**Passage to read**

------------------------------------------------

The data from Explorer 51 served, among other things, to obtain the angular load distribution around the satellite and compare it with the data of Explorer 32 and model the hydroxyl ion emissions in the Earth's atmosphere.

== Instruments ==
The satellite carried instruments to measure ultraviolet solar radiation, temperature, composition and density of the positive ions, of the neutral particles and of the electrons, to measure atmospheric glow emissions, the energy spectra of the photoelectrons and the protons and electrons flows with energies up to 25 keV.

== Experiments ==
=== Miniature Electrostatic Accelerometer (MESA) ===
The miniature electrostatic analyzer (MESA) obtained data on the neutral density of the atmosphere in the altitude range of 120 to 400 km from the measurements of satellite deceleration due to aerodynamic drag. The instrument consisted of three single-axis accelerometers, mounted mutually at right angles, two in the spacecraft X-Y plane and the other along the Z-axis. The instrument determined the applied acceleration from the electrostatic force required to recenter a proof mass. The output of the device was a digital pulse rate proportional to the applied acceleration. The measurements allowed determination of the density of the neutral atmosphere, monitored the thrust of the orbit-adjust propulsion system (OAPS), determined the satellite minimum altitude, measured spacecraft roll, and provided some attitude-sensing information. Spacecraft nutations of less than 0.01° were monitored. The instrument had three sensitivity ranges: 8.E-3 Earth's gravity (G) in OAPS monitor mode; 4.E-4 G between 120 km (± 2%) and 280 km (± 10%); and 2.E-5 G between 180 km (± 2%) and 400 km (± 10%). Numbers in parentheses represent errors; in addition, there may be a systematic error of up to ± 5% due to drag coefficient uncertainty. The highest measurement altitude was determined assuming the instrument could sense to 0.2% of full scale.

=== Bennett Ion-Mass Spectrometer (BIMS) ===
This experiment was flown to measure, throughout the Explorer 51 (AE-C) orbit, the individual concentrations of all thermal ion species in the mass range of 1 to 72 atomic mass units (u), and in the ambient density range from 8.E1 to 5.E6 ions/cc. Any combination of the following three mass ranges, expressed in units, were selected by ground command: range A, -1 to 4, range B, -2 to 18, range C, -8 to 72. Each range was normally scanned in 1.7 seconds (approximately 12 km along orbit). Normal operation consisted in sequence ABCABC (1 to 72 units in 5.1 seconds). Laboratory and inflight determination of spectrometer efficiency and mass discrimination permitted direct conversion of measured ion currents to ambient concentrations. The experiment's four primary mechanical components were the guard ring and ion-analyzer tube, collector and preamplifier assembly, vent, and main electronics housing. The guard ring was normally at ground potential, but it could be placed at -6 volts by command if desirable, e.g., if the spacecraft acquired a positive charge. A three-stage Bennett tube with 7 to 5-cycle drift spaces was flown and was modified to permit ion concentration measurements to be obtained at low altitudes. The frequency of the 30-volt peak-to-peak Radio Frequency (RF) voltage varied with the mass range measured: range A, -10 MHz, range B, -5 MHz, and range C, -2.5 MHz. Primary analog instrument output was a compressed ion current spectrum which displayed the full dynamic range of the amplifier system on a single telemetry channel. Onboard data processing provided a readout of primary experiment data in the form of two digital words for each peak in the ion spectrum. One 8-bit word indicated peak amplitude (current) and the other 8-bit word identified sweep position, i.e., species identification.

------------------------------------------------

**Entries provided**
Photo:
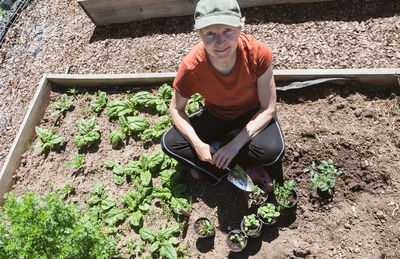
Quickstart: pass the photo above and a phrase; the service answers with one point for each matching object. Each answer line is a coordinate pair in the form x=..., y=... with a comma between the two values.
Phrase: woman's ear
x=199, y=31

------------------------------------------------

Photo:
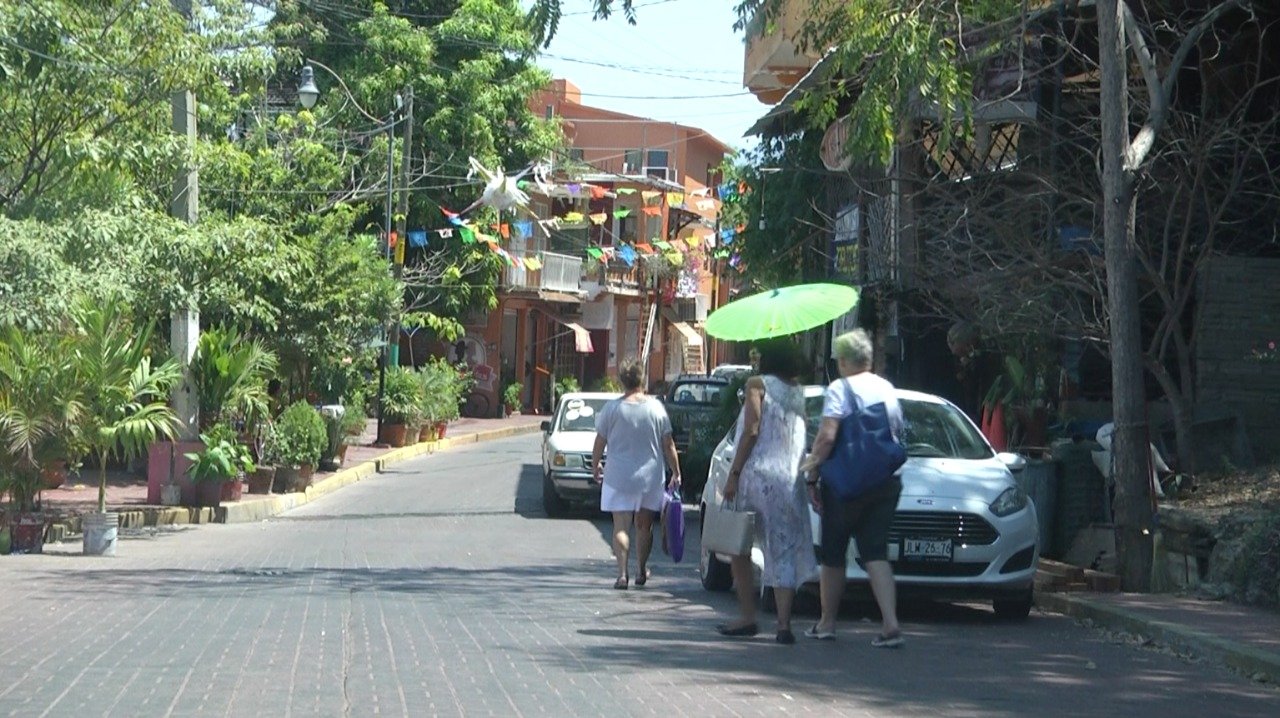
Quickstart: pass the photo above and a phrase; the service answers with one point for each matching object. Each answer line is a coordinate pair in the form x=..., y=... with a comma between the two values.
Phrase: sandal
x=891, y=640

------------------------------------------------

**What you are asked to do**
Update the Explorer 51 text by rewriting it from the words "The data from" and stopping after "the Earth's atmosphere.", with "hydroxyl ion emissions" changed to "atomic oxygen emissions".

**The output**
The data from Explorer 51 served, among other things, to obtain the angular load distribution around the satellite and compare it with the data of Explorer 32 and model the atomic oxygen emissions in the Earth's atmosphere.